▶ Task directions
Gather every line of the records that contains the word "mountain". Matching is case-sensitive.

▶ Data shown
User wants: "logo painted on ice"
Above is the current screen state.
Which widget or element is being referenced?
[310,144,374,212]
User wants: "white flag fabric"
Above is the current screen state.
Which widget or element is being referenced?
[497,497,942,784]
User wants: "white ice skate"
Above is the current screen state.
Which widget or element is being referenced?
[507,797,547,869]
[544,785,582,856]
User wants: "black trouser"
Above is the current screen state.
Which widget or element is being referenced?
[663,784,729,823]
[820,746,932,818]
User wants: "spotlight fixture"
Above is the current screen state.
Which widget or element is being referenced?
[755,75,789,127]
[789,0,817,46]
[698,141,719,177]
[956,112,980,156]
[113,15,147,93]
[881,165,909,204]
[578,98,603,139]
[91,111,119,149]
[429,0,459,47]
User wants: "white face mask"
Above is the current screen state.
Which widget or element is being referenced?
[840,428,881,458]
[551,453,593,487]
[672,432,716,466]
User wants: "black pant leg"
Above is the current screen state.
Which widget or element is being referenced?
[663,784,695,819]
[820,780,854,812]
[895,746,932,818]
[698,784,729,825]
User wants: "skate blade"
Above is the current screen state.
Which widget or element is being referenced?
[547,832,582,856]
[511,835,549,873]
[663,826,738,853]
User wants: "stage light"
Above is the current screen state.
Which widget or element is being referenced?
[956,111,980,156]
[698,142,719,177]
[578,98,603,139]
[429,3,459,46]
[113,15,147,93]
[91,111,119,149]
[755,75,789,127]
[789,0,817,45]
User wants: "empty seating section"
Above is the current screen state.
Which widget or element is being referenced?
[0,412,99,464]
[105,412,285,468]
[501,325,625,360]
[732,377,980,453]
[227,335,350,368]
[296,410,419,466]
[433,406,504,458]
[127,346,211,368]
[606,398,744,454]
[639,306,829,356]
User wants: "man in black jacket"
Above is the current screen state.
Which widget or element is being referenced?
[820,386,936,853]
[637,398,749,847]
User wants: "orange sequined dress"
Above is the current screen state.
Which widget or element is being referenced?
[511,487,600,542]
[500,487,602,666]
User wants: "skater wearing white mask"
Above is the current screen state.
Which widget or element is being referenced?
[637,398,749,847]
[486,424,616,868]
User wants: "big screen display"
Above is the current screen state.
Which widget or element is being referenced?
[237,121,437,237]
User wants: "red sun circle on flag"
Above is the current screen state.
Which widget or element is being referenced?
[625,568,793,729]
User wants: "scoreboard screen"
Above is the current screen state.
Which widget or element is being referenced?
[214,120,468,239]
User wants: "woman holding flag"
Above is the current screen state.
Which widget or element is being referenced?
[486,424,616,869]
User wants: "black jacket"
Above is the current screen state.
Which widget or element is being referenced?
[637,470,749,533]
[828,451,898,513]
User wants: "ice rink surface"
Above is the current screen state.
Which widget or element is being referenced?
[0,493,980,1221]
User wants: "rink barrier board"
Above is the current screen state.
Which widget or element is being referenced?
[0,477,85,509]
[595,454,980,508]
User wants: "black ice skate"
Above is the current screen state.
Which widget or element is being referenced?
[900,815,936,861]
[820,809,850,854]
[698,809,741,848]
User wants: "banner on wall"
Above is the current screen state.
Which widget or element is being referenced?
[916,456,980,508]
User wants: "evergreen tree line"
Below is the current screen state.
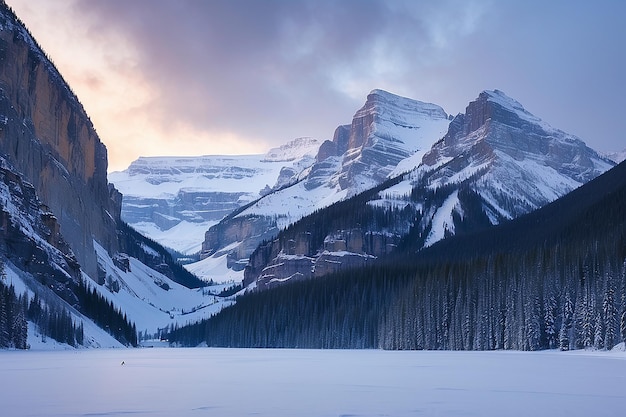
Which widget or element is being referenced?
[0,281,84,349]
[119,222,209,289]
[169,248,626,350]
[75,280,137,346]
[169,164,626,350]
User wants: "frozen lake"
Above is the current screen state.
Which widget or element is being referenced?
[0,348,626,417]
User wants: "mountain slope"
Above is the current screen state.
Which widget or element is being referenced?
[0,2,229,348]
[0,3,121,276]
[413,90,614,246]
[170,159,626,350]
[244,91,612,288]
[201,90,449,280]
[108,138,320,254]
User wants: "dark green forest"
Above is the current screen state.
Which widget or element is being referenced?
[169,164,626,350]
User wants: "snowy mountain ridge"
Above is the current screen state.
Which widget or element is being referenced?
[244,90,614,288]
[197,90,450,282]
[411,90,614,245]
[108,138,320,253]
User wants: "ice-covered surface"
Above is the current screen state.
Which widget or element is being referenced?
[108,138,320,254]
[604,149,626,164]
[0,348,626,417]
[90,243,232,334]
[185,243,243,283]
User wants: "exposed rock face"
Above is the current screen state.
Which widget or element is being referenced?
[203,90,449,276]
[0,4,120,277]
[244,91,613,289]
[415,90,613,236]
[244,229,400,289]
[109,137,320,253]
[313,90,448,195]
[0,157,80,303]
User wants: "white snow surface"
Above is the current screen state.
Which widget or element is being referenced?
[424,190,460,247]
[108,138,320,201]
[108,137,320,254]
[604,149,626,164]
[0,348,626,417]
[87,242,233,334]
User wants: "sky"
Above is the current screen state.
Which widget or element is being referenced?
[6,0,626,171]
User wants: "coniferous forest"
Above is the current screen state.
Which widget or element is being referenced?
[170,164,626,350]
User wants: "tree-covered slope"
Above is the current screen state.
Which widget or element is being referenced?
[171,164,626,350]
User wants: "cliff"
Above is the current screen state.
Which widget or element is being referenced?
[0,3,121,277]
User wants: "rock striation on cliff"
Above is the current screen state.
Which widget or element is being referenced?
[244,90,614,289]
[202,90,450,276]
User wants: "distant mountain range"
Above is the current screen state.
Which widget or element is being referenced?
[109,90,614,290]
[0,2,626,349]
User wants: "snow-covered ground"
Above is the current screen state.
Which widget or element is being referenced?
[0,348,626,417]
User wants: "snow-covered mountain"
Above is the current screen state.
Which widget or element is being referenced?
[196,90,450,280]
[244,90,614,287]
[108,138,320,254]
[0,2,236,348]
[604,149,626,164]
[410,90,614,246]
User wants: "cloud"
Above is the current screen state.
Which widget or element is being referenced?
[70,0,492,156]
[12,0,626,169]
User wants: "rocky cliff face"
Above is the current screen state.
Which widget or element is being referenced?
[244,91,613,288]
[311,90,448,195]
[109,138,320,254]
[203,90,449,276]
[413,90,614,244]
[0,157,80,304]
[0,4,121,277]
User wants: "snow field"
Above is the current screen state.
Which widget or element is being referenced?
[0,348,626,417]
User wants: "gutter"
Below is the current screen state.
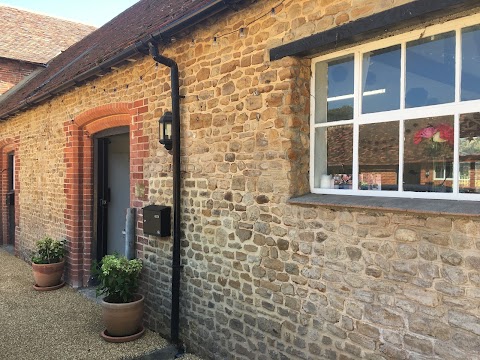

▶ Complete answer
User wants: "mountain slope"
User wants: "snowy mountain ridge"
User wants: "distant mountain range"
User wants: "snow-covered mountain"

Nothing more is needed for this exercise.